- Enunciado do exercício
Responda com base no excerto sobre os factos provados contra o arguido:
1. Em que ano ocorreu o episódio do jantar em que o arguido empurrou a ofendida contra a parede?
2. Que aconteceu ao C, a quem o arguido se referiu ao dizer à ofendida "que tivesse cuidado"?
3. Em que dia o arguido arrombou a porta de entrada da residência da ofendida, e com que meio?

- Texto fornecido
===============
Analisada a factualidade dada como provada, na sua globalidade complexiva, verifica-se que o arguido, de modo repetido, praticou variados atos sobre a pessoa da ofendida, que vão das injúrias, à violência física e à ameaça (cfr., nomeadamente, os factos provados nºs 2, 3, 4, 5, 8 e 9), atos que, em nosso entender, constituem atitudes de degradação, humilhação e secundarização da vítima, afetando-a, de modo significativo e relevante, não só no seu bem-estar (físico e psíquico), como também na sua dignidade humana.

Na verdade, e em breve síntese:
- Em data não apurada do ano de 2011, durante um jantar, e na presença de uma terceira pessoa, o arguido virou-se para a ofendida disse-lhe: “és uma merda, desaparece daqui”, tendo, ato contínuo, agarrado a ofendida pelos ombros e desferido na mesma um forte empurrão, atirando-a contra a parede.

- Em datas não apuradas, mas posteriores a junho de 2012, o arguido, muitas vezes na presença da filha menor, disse à ofendida “que tivesse cuidado, pois podia-lhe acontecer o mesmo que aconteceu ao C” (um amigo que faleceu com dois tiros quando circulava de carro), e disse ainda à ofendida: “tem cuidado quando atravessares a passadeira”.

- Em data não concretamente apurada, à entrada do prédio da ofendida, o arguido apelidou a ofendida de “vaca” e de “cabra”.

- No dia 19 de abril de 2015, o arguido, com um pontapé, arrombou a porta de entrada da residência da ofendida, e, após, entrou no interior da habitação e empurrou a ofendida violentamente contra um armário.
===============
- Os dados
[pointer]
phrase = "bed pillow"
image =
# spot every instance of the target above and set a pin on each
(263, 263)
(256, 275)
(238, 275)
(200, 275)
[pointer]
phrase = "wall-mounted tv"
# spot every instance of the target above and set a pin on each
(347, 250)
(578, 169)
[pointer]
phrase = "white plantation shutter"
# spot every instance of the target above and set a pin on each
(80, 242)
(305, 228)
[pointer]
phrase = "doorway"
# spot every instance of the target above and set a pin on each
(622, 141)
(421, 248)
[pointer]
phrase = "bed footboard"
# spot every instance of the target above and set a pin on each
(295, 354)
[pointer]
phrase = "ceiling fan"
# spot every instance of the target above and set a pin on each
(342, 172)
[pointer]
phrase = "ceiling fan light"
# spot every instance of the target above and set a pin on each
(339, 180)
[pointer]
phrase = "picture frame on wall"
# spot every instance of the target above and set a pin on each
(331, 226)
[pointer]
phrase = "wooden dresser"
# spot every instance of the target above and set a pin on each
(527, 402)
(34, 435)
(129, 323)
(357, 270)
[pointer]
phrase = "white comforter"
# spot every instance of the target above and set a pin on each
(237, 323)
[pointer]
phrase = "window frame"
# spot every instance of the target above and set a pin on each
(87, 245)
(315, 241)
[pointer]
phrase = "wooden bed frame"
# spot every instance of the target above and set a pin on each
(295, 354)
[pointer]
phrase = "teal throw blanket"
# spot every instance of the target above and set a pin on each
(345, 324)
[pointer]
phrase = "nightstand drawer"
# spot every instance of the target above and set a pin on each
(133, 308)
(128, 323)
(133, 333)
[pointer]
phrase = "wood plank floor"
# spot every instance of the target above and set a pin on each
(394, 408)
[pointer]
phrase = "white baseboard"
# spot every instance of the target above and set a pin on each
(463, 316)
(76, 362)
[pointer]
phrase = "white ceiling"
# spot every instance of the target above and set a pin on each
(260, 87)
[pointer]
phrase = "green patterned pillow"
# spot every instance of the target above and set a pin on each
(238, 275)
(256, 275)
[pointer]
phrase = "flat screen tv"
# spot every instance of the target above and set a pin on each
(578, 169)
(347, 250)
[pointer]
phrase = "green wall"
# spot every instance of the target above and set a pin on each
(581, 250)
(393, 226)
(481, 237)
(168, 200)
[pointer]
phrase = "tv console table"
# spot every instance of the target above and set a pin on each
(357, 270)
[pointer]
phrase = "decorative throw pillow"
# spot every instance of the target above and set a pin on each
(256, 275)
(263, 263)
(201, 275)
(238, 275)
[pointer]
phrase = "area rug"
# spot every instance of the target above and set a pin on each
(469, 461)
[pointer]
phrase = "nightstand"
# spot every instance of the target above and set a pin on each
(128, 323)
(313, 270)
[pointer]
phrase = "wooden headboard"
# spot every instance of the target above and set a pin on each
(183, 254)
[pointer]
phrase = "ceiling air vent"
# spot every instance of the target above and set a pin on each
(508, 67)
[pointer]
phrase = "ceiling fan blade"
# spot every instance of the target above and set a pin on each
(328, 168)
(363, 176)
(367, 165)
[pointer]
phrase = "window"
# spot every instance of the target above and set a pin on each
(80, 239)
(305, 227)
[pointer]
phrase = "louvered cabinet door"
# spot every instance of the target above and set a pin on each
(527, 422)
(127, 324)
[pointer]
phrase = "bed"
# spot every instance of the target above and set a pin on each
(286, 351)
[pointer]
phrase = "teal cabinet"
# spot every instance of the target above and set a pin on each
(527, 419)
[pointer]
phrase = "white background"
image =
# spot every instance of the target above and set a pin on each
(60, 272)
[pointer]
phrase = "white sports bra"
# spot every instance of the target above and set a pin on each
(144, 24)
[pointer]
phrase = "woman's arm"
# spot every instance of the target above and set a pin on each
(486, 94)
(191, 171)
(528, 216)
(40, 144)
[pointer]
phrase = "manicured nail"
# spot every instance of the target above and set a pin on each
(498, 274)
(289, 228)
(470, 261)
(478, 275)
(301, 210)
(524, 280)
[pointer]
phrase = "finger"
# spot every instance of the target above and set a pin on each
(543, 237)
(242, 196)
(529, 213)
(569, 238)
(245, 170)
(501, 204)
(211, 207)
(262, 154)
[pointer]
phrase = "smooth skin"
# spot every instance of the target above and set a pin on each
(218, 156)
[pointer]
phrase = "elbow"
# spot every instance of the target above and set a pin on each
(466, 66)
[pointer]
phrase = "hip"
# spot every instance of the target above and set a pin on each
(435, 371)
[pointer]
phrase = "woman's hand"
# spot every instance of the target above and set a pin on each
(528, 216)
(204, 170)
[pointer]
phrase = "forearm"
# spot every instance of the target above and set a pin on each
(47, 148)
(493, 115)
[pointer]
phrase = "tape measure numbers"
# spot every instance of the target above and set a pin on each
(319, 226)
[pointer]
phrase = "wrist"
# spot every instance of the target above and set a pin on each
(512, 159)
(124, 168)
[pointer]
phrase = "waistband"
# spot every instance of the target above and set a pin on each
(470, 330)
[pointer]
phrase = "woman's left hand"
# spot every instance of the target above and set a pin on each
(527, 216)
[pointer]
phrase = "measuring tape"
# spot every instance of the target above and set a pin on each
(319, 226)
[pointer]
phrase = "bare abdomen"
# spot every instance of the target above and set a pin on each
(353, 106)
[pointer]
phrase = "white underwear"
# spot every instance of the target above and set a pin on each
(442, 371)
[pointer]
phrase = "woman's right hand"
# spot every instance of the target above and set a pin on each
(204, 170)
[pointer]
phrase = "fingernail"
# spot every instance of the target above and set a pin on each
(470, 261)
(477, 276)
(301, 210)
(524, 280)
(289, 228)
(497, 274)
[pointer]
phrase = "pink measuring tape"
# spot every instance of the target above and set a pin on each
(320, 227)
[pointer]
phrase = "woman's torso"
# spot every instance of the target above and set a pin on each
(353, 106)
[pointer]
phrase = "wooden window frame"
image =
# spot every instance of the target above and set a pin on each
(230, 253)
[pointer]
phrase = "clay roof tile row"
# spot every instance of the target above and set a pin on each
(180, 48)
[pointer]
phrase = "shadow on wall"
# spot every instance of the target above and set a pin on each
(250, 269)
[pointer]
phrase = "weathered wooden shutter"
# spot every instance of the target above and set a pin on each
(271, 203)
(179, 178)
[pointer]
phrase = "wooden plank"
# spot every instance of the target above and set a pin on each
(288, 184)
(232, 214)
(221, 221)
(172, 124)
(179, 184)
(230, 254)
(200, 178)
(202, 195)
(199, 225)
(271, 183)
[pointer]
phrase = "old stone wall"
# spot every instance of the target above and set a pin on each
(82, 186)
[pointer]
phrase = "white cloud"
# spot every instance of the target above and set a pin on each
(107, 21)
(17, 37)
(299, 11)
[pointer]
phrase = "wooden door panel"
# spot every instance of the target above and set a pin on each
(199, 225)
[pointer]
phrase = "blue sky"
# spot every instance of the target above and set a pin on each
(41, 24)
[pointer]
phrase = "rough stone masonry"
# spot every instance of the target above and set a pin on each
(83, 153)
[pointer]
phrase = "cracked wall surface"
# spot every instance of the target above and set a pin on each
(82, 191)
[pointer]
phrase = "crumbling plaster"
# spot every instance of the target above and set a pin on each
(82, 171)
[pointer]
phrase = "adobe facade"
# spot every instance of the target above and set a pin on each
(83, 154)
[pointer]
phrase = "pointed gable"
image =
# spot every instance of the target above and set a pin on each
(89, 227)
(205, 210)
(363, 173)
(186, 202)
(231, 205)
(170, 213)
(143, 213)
===============
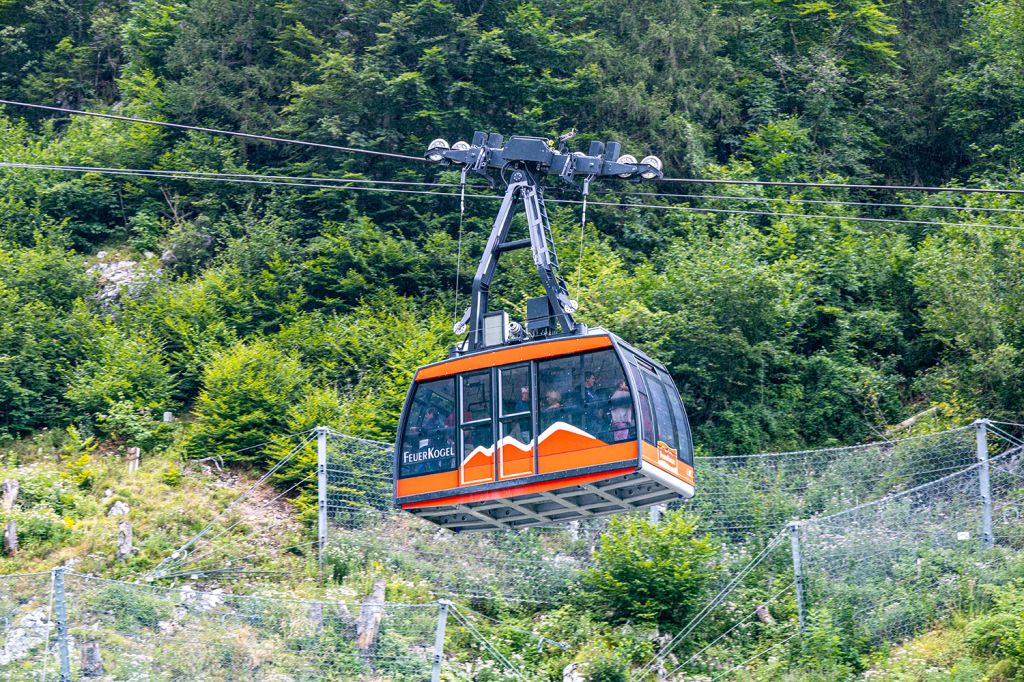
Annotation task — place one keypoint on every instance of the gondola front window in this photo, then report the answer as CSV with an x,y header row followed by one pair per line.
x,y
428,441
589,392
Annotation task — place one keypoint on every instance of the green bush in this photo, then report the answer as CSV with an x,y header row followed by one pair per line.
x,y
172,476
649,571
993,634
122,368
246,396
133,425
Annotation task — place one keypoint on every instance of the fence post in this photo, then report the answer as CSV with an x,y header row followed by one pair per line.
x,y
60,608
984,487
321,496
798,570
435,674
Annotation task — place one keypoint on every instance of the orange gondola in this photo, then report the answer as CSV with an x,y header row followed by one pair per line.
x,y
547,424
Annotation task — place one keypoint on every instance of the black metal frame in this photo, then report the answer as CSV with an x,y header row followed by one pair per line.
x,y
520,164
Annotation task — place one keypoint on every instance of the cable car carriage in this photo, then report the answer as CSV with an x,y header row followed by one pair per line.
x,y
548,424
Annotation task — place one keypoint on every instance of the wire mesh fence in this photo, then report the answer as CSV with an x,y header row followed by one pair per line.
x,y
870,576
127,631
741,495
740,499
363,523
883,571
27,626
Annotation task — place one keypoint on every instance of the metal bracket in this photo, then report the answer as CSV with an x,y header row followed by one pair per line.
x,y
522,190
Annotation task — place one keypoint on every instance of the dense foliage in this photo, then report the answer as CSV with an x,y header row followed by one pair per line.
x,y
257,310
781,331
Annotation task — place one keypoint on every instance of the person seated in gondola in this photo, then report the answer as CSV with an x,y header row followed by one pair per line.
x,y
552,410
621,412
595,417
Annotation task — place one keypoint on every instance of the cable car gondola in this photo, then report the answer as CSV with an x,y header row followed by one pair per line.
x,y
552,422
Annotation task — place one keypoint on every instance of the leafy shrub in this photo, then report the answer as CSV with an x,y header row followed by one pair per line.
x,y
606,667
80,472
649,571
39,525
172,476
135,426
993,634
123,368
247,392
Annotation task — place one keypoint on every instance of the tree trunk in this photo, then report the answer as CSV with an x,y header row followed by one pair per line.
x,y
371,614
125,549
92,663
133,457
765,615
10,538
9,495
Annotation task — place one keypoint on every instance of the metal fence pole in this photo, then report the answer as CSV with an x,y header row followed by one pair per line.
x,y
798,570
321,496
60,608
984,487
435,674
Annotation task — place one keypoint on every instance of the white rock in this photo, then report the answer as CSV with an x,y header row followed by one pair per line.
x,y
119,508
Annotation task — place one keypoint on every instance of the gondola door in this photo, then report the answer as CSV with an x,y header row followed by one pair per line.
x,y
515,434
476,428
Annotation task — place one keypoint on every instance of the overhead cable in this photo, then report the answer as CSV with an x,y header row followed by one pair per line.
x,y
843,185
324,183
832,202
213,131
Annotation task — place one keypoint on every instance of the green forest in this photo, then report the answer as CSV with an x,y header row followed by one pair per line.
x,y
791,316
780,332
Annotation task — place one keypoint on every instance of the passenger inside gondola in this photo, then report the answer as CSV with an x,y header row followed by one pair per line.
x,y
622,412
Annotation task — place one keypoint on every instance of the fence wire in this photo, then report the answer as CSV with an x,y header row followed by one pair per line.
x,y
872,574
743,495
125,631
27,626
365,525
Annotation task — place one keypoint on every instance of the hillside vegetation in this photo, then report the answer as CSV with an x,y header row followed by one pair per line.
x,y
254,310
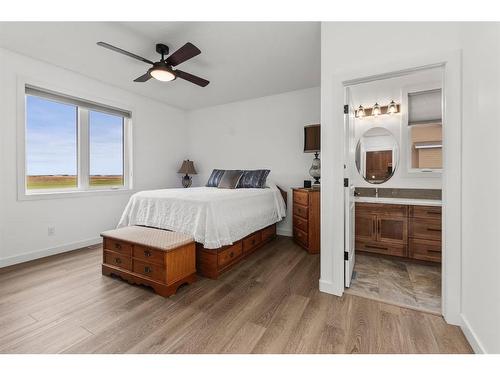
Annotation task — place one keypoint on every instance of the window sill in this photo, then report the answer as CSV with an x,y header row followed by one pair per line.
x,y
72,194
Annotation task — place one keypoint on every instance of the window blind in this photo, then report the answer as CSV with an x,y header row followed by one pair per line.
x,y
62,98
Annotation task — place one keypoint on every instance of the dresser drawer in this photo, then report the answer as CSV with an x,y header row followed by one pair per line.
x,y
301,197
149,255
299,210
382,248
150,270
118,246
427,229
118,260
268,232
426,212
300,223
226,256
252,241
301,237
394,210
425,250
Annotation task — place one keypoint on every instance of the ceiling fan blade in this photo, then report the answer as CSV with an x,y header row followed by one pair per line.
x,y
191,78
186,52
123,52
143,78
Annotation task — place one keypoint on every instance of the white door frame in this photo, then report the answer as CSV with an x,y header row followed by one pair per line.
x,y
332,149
===============
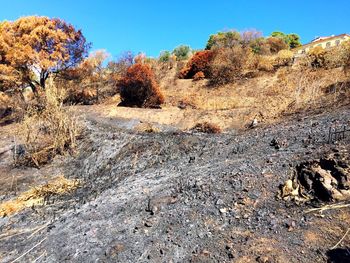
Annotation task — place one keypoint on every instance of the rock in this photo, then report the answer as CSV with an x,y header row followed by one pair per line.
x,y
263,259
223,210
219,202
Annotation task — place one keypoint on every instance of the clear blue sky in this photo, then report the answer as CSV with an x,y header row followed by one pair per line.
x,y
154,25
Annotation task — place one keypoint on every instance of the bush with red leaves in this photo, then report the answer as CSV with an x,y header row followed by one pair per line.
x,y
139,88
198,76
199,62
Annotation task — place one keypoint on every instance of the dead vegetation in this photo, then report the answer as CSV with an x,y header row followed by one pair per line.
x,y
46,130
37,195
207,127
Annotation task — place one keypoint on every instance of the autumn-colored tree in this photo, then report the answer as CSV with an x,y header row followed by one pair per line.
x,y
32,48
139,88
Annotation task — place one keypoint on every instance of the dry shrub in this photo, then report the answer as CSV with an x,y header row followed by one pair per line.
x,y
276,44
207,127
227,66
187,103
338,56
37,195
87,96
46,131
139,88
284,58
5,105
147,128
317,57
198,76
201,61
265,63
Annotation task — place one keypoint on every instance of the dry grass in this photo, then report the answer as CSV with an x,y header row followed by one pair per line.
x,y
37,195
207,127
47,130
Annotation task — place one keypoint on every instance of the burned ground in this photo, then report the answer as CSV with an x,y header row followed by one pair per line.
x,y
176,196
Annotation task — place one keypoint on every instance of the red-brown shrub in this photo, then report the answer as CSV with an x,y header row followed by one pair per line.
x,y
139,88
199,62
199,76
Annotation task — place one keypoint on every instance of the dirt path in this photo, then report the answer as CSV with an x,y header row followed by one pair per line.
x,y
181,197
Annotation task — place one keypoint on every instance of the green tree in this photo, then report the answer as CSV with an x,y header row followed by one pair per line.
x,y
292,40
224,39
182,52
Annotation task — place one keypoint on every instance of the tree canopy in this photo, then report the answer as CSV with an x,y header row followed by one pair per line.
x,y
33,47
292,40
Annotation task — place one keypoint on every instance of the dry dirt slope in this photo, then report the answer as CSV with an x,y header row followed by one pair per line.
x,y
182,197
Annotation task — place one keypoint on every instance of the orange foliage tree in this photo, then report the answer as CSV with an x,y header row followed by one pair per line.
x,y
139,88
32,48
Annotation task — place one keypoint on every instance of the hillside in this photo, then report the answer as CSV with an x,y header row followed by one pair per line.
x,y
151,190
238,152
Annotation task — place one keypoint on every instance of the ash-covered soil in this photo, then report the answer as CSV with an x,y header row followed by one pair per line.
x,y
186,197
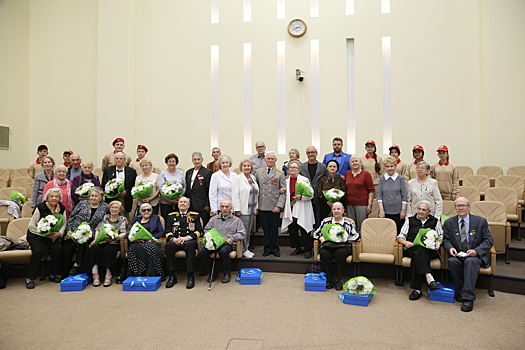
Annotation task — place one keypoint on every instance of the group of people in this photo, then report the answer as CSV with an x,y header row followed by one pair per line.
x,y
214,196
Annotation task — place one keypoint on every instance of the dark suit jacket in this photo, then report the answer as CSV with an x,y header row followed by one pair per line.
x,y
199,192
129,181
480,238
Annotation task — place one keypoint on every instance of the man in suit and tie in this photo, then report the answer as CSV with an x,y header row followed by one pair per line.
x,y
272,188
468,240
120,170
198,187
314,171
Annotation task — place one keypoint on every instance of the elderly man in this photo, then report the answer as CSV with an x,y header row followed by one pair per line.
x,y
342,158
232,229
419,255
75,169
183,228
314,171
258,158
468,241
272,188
===============
- Resposta à tarefa
1. Em 2011.
2. O C era um amigo que faleceu com dois tiros quando circulava de carro.
3. A 19 de abril de 2015, com um pontapé.